(Region annotation entries)
>>>
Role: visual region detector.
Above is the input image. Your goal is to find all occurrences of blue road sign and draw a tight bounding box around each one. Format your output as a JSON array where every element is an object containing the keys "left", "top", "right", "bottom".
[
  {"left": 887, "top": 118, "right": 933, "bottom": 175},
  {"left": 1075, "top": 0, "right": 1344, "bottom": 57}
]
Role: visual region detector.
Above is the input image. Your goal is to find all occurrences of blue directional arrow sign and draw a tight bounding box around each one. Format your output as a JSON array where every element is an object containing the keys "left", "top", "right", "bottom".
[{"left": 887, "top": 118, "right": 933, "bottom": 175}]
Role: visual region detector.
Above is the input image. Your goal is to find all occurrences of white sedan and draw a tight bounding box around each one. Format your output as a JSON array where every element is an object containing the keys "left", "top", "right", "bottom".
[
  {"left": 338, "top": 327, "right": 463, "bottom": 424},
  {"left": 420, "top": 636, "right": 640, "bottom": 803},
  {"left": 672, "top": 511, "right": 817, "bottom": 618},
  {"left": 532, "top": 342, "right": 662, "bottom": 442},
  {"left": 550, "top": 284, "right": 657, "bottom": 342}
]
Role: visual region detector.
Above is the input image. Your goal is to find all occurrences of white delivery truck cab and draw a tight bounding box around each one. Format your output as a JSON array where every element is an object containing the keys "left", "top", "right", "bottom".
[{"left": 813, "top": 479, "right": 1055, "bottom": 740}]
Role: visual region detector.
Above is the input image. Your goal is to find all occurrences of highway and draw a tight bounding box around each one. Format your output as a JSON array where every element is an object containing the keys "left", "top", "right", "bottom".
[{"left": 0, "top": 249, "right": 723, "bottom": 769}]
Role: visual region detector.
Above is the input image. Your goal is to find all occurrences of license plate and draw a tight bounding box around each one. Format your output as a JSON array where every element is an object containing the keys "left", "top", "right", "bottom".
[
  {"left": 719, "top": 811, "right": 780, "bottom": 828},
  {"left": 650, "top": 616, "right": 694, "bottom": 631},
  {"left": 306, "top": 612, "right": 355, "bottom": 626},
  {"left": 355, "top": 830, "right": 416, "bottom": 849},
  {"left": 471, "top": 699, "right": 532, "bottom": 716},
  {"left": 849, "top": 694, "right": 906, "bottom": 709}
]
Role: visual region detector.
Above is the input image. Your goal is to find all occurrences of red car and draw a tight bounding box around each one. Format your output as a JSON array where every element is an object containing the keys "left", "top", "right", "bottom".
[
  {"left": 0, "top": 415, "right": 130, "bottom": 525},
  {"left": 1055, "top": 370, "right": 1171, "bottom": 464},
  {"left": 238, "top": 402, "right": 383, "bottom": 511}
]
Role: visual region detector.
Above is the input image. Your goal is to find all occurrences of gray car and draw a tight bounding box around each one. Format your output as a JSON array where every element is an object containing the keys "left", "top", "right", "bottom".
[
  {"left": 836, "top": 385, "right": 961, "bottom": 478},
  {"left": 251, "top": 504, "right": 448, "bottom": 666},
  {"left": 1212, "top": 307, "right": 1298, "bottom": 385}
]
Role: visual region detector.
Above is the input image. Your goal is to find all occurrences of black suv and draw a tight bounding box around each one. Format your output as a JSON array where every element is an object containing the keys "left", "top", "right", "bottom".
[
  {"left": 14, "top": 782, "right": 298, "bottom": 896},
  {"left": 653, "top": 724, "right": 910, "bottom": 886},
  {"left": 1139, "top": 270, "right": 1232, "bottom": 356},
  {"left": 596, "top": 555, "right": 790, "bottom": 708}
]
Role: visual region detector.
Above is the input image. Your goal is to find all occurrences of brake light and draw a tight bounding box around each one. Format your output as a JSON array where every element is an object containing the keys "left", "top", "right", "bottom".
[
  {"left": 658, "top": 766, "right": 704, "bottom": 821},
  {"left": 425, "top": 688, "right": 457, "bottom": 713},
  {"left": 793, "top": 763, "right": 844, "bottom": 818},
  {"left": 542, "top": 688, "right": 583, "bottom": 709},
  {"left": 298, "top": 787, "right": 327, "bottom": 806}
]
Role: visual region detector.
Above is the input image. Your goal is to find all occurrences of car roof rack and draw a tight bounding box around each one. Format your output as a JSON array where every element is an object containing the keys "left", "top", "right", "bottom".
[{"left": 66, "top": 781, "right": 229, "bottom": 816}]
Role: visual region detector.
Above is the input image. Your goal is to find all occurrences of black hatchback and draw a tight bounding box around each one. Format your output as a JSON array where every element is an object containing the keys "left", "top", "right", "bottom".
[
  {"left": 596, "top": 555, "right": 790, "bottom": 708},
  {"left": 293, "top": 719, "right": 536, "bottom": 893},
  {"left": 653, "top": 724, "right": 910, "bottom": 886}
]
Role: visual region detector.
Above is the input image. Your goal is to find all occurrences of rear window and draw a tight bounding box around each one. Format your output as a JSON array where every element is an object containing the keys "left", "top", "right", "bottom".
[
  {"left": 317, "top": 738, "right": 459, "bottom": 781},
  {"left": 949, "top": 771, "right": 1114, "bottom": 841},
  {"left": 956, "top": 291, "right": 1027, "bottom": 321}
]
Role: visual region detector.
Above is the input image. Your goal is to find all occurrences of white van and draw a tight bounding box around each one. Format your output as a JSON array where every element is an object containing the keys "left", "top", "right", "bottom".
<<<
:: Set problem ::
Locate each line in the entries above that contains the word "black". Copy all of those lines in full.

:: Result of this task ::
Above is the input image. Your goal is to find all occurrences of black suv and draw a tight bounding box around each one. Format your output as a JSON array where every element is an object containing the keys "left", "top", "right", "bottom".
Above is the input image. Your goal is to find all occurrences of black hatchback and draw a tight bounding box around each one. Format your output as a JSON array where every element is an object containing the keys "left", "top", "right", "bottom".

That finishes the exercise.